→ **Exercise description**
Report how many of the lines below contain the string "background", giving only the number.
=== Recorded data ===
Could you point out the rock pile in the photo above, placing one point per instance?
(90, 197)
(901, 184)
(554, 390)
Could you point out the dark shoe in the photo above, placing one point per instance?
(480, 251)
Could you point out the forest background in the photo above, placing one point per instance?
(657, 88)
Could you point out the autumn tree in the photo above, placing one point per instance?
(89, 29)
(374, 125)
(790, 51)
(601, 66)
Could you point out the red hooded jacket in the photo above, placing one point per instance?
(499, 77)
===
=== Recorded data ===
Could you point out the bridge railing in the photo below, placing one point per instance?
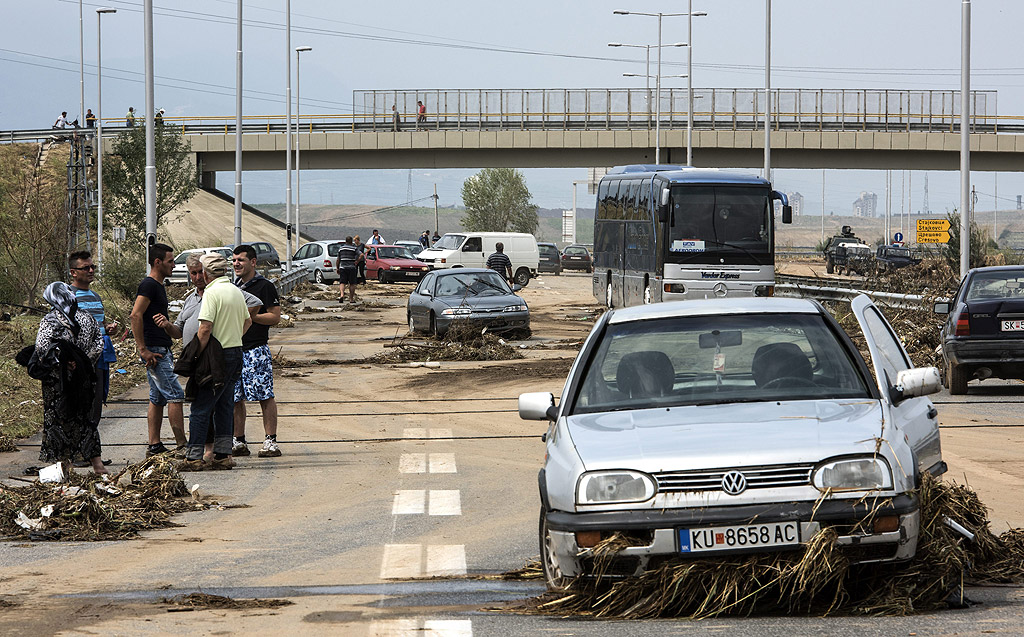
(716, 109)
===
→ **Full solution**
1